▶ _Excerpted text_:
Externalization of crisis and cognitive counteroffensive
Iran did not merely suppress unrest; it exported the crisis outward. Using Russian and Chinese cognitive-warfare methodologies, the regime reframed domestic repression as:
Sovereignty defense
Resistance to foreign interference
Preemption of external aggression
This reframing was aimed inward as much as outward. Domestic anger was redirected into external threat perception. The result was predictable: civilizational consolidation under pressure. Western diplomats, still operating on linear escalation models, misread this as regime stabilization. In reality, it was narrative maneuver warfare.
External coercion has repeatedly rescued the regime from collapse
Iran was approaching a genuine internal legitimacy crisis. By the late 2010s, the majority of the population had turned against the ruling establishment. This was not marginal dissent but near-systemic alienation driven by economic failure, corruption, generational exhaustion, and repression. Under purely internal conditions, the system faced existential erosion of consent.
Externally manufactured confrontation that is sanctions framed as collective punishment, overt regime-change signaling, assassinations, and constant threat inflation and this reversed this trajectory. Despite deep hostility toward the regime, the Iranian population remains intensely patriotic. When external attack occurs, internal divisions are subordinated to national defense. The external enemy is confronted first; internal reckoning is deferred. Foreign coercion thus became political life-support for a regime that had otherwise squandered legitimacy.

▶ _Stated problem A_: Set down, word for word, the stretch of the passage on Iran from "External coercion has" through "erosion of consent.".
▶ _Stated problem B_: According to the passage on Iran, what share of the population had turned against the ruling establishment by the late 2010s?
▶ _Stated problem C_: List every factor that the passage on Iran names as driving the population's near-systemic alienation.
The data below is drawn from a separate source.

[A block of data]
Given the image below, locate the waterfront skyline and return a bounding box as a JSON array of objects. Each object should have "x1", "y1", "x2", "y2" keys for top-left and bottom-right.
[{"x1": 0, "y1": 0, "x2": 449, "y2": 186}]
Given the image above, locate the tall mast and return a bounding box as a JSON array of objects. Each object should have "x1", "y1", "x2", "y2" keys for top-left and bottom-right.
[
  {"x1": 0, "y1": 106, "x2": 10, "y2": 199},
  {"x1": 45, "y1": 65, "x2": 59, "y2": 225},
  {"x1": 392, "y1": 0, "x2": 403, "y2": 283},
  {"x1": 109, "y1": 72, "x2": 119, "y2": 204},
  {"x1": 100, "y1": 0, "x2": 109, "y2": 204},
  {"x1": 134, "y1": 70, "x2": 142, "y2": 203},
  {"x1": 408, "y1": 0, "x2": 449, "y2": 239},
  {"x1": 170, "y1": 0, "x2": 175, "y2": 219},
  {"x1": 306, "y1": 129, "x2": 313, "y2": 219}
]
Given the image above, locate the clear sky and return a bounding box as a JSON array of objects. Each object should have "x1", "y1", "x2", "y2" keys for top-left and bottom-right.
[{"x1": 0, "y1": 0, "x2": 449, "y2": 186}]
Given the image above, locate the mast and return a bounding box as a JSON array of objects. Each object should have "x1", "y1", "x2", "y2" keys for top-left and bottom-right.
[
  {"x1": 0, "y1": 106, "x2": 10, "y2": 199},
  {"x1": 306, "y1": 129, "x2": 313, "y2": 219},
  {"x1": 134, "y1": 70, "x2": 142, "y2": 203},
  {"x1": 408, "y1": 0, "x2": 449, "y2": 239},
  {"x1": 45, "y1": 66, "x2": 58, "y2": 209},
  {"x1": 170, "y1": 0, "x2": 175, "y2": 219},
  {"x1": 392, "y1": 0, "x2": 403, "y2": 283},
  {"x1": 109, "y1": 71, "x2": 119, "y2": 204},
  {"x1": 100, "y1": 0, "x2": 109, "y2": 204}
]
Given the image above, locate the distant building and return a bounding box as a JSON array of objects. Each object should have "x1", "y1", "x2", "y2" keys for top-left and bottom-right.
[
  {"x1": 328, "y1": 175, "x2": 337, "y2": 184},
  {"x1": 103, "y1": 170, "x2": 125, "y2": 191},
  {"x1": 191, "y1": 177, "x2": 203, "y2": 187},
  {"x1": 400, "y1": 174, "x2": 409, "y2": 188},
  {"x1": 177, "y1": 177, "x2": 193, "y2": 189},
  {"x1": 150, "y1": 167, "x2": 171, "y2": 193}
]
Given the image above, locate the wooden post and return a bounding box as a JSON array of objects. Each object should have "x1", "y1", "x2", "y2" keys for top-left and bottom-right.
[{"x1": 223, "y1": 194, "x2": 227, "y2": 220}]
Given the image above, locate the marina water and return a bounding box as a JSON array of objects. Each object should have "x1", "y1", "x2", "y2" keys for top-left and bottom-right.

▶ _Finished answer A_:
External coercion has repeatedly rescued the regime from collapse
Iran was approaching a genuine internal legitimacy crisis. By the late 2010s, the majority of the population had turned against the ruling establishment. This was not marginal dissent but near-systemic alienation driven by economic failure, corruption, generational exhaustion, and repression. Under purely internal conditions, the system faced existential erosion of consent.

▶ _Finished answer B_: The majority of the population.

▶ _Finished answer C_: Economic failure, corruption, generational exhaustion, and repression.